:: Record list

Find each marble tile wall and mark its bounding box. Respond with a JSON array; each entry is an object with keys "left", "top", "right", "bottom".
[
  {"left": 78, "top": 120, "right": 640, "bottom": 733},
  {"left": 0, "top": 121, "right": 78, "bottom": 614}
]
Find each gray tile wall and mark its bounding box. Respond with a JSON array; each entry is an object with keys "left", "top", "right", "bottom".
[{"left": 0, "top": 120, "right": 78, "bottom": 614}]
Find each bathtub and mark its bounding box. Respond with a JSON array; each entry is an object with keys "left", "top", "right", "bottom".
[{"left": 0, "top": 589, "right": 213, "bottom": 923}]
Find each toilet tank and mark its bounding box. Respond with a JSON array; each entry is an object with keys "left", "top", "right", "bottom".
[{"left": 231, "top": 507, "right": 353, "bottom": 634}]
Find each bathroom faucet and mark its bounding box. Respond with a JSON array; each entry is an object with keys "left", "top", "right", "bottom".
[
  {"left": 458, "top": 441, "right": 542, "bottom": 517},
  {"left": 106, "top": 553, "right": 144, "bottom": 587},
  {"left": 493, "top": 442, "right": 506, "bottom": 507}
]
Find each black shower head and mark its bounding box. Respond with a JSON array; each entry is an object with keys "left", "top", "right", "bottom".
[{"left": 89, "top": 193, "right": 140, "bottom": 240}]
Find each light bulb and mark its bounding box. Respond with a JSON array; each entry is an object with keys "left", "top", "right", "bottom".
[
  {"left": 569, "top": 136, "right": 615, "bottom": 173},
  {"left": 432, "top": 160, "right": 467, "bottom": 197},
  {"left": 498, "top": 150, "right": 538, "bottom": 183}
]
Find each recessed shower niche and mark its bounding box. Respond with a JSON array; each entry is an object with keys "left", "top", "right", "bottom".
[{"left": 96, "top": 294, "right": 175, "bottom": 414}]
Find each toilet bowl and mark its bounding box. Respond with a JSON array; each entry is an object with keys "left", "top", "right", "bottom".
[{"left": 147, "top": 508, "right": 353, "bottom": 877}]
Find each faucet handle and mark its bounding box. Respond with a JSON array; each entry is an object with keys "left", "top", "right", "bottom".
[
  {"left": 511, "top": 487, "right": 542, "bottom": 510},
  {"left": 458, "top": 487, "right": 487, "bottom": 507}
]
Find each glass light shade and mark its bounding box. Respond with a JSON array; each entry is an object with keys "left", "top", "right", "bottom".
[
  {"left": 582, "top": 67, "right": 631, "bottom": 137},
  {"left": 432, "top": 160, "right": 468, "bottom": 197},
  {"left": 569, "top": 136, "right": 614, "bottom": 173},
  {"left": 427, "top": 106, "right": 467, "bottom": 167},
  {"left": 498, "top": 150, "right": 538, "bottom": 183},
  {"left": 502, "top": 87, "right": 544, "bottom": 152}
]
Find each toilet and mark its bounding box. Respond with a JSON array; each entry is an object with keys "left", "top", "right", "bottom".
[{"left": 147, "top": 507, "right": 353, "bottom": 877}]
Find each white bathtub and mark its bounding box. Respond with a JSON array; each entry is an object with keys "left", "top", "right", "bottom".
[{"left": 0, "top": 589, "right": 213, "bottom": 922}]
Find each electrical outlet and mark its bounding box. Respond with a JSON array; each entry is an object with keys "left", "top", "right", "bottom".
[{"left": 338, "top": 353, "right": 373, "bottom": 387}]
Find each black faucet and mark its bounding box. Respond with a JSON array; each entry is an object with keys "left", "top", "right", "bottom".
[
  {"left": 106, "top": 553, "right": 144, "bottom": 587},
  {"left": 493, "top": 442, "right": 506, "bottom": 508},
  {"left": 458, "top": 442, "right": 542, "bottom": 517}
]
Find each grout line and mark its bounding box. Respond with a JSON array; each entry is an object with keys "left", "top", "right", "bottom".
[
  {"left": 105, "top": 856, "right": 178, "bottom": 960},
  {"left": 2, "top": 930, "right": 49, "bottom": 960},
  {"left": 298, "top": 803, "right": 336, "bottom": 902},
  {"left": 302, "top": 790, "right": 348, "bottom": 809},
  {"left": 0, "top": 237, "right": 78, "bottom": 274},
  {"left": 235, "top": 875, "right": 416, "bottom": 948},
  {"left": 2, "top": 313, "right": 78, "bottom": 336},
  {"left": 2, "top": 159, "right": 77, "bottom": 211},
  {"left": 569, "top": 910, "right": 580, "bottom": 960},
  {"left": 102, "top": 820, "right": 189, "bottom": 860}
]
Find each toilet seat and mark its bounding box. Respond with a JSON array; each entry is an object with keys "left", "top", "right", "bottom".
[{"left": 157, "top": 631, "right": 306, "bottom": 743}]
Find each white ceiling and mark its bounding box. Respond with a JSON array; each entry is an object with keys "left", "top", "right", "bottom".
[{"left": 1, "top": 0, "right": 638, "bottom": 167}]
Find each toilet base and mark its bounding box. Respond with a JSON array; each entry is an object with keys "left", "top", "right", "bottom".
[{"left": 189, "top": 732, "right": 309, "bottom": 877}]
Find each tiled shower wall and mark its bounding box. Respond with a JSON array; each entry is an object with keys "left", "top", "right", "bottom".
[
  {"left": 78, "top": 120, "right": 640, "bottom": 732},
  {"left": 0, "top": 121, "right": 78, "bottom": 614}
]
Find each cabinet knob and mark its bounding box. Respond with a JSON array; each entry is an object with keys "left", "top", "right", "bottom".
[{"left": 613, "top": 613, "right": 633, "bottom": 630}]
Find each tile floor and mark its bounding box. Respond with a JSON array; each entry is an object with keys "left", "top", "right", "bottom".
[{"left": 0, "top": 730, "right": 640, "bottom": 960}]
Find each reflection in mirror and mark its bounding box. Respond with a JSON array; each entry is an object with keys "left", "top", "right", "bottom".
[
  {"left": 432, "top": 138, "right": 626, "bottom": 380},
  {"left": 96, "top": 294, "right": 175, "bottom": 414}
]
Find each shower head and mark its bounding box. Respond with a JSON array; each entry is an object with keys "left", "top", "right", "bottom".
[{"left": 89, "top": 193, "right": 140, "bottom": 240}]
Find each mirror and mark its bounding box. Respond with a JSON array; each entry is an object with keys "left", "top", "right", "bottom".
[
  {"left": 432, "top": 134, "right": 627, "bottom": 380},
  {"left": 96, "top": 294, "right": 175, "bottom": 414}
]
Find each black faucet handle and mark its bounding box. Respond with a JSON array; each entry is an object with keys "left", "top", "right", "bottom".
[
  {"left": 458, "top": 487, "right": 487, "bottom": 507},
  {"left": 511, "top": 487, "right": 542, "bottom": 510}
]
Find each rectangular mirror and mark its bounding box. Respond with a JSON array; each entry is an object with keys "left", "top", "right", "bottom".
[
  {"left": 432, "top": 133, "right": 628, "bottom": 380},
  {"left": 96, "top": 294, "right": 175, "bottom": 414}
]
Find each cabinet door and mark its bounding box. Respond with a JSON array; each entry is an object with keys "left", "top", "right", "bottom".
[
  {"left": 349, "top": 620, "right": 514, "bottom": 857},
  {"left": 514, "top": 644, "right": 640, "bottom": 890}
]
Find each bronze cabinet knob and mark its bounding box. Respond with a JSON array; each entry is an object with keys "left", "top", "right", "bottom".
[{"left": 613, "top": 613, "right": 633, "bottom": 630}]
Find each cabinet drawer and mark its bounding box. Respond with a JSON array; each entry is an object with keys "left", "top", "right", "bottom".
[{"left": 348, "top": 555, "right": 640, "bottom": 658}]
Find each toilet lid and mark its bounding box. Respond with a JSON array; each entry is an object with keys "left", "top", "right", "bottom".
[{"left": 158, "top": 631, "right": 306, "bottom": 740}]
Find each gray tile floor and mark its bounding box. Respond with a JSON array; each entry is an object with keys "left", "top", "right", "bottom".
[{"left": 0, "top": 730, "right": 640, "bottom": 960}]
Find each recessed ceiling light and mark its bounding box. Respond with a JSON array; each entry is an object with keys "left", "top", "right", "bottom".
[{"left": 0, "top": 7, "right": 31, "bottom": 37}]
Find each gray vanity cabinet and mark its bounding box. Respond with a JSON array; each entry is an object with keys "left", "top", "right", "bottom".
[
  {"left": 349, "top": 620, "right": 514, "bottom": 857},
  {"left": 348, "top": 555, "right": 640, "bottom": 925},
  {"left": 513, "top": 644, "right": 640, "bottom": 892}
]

::::

Short task →
Reproduce the records from the line containing "Find each rectangular" through the end of the records, substituting "toilet seat cover" for "toilet lid" and leaving everything else unchanged.

Solution to this problem →
Find each rectangular mirror and mark its bounding box. Respond with a JSON array; each entry is an object with keys "left", "top", "right", "bottom".
[
  {"left": 432, "top": 133, "right": 628, "bottom": 380},
  {"left": 96, "top": 294, "right": 175, "bottom": 414}
]
Find each cabinet door and mark its bounding box. Respond with a JSON array; each entry is an object with keys "left", "top", "right", "bottom".
[
  {"left": 349, "top": 620, "right": 514, "bottom": 857},
  {"left": 514, "top": 644, "right": 640, "bottom": 890}
]
Find each bronze cabinet knob and mark its bounding box. Respond with a JSON array; each entry is an object with keys "left", "top", "right", "bottom".
[{"left": 613, "top": 613, "right": 633, "bottom": 630}]
Find each cabinet drawer and mark its bounding box. Respond with a JSON array; each entry is an object with keys "left", "top", "right", "bottom".
[{"left": 348, "top": 555, "right": 640, "bottom": 658}]
Find each toilet seat cover and mark its bounding box. Respond with a JSON array; each entry is an object with keys "left", "top", "right", "bottom".
[{"left": 158, "top": 631, "right": 306, "bottom": 740}]
Find each gray tile floor and mark its bounding box. Respond with a JSON array; each entry is an object with keys "left", "top", "right", "bottom".
[{"left": 0, "top": 730, "right": 640, "bottom": 960}]
Find each recessed ceiling light and mark its bounding box. Respond with a JSON array; each entry is an object with keys "left", "top", "right", "bottom".
[{"left": 0, "top": 7, "right": 31, "bottom": 37}]
Find each gray vanity cabinet and mark its bounding box. Respond with a JSON array; each entry is an object with keys "left", "top", "right", "bottom".
[
  {"left": 349, "top": 620, "right": 514, "bottom": 857},
  {"left": 348, "top": 555, "right": 640, "bottom": 925},
  {"left": 513, "top": 644, "right": 640, "bottom": 892}
]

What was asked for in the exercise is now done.